** Opening Excerpt block **
One thing I have not seen in these discussions of pregnancy-denial cases is tokophobia. Pregnancy is scary, so of course that fear can rise to the point of phobia easily. The idea that your body is not yours, that it is doing things that you don't want it to be doing, is scary. Fear on that scale can make you do crazy things. The only way to make pregnancy less terrifying is to have better outcomes for pregnant people. Starting with less stigma, more resources, and a lower maternal mortality rate.
What happened to Addison is horrifying, but it is actively harmful to the next child and mother-in-denial to ignore how this happened. That means thinking about Emile's frame of mind.
posted by domo at 10:22 AM on January 24, 2020 [3 favorites]


I found this very hard to read. Earlier this year, I miscarried a very wanted child. I recently found out that it's very unlikely that I will conceive again without great difficulty and expense.

I was going to say that I can't imagine what it would be like to be pregnant and be in denial or not want it... except, I can. I can imagine everything that Emile went through, up to and including giving birth alone in a bathroom, in pain, blood flowing and not knowing what to do. That part sort of happened to me - only I wasn't alone: I had a wonderful partner (and my mother and his mother, who rushed over to support us) - and it was still the worst pain I'd felt in my life - worse than crushing the end off my baby finger, worse than breaking a limb.

So my heart was breaking for Addison - and for Emile. I would have given Addison a home (and yes, I know it's not that simple), or driven Emile to an abortion clinic if that's what she wanted.

What I wouldn't have done is charge Emile with a crime. There's no justice in that. It does nothing to help Addison, does nothing to protect any future Addisons or Emiles. It just hurts Emile - and her family and all of society. The point of the justice system should not be to make more pain.
posted by jb at 10:26 AM on January 24, 2020 [19 favorites]


Stipulated:
Anti-choice rhetoric about "babies" and the "sanctity of life" are straw men arguments that arouse pathos in sentimental people. Pictures of miscarried & aborted fetuses arouse disgust in people who experience psychopathological contamination fears.
** Closing Excerpt block **
** Opening Supplied data block **
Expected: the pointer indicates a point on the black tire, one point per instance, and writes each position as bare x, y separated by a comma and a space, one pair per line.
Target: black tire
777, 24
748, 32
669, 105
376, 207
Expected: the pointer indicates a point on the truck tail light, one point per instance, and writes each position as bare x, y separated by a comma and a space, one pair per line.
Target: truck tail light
** Closing Supplied data block **
Continue the forum discussion of pregnancy-denial cases, picking up right after its final sentence.

# Response area
Anti choice rhetoric and regulations are intended to remove women from the public sphere. Women who are pregnant, and/or caring for a small child, and/or multiple children, are unable to effectively compete with men for resources/power.

Most anti-choice rhetoric is less than 50 years old; belief that life begins at conception is about 125 years old.

Unwanted pregnancies could have many tragic outcomes. Infanticide is one: common throughout history and still practised in China and India. A baby given up for adoption might be forever mourned, the child upon finding they were adopted might feel forever abandoned. An unwanted child could be resented by the mother for spoiling her chances for college, escape from small town, escape from poverty.

Of all the choices that a woman faces, the best one is to control her reproduction. If she has access to reliable birth control, she is protected against pregnancy from consensual and non-consensual sex.

A woman who does not have reliable birth control and gets pregnant, should have easy and cheap access to medical abortions. Throughout history, back to the Stone Age, women have used abortifactents to end a pregnancy in the very early stages. Before "quickening," a woman's sense of the fetus moving, most cultures accepted this practice without shame or penalty.

But when a pregnancy becomes advanced, termination is more complicated and dangerous. Again, clinics & hospitals should offer this service without shame or penalty.

Many states have Safe Havens, where newborns can be dropped off. Police stations, fire stations, some hospitals, will accept a newborn with no questions asked.

I think of Emile, a very young teenager, without experience or resources. At each opportunity to gain control of her life, she was prevented from exercising autonomy. She was blocked from taking the preventative or protective steps that might have terminated the pregnancy upon early detection. She was in a state of terror and denial, unable to recognize that her own life, let alone the life inside her, belonged to her.

Emile's outcome was the worst possible, both for her and her baby. The State of Ohio and their punitive laws restricting access to abortion are at fault.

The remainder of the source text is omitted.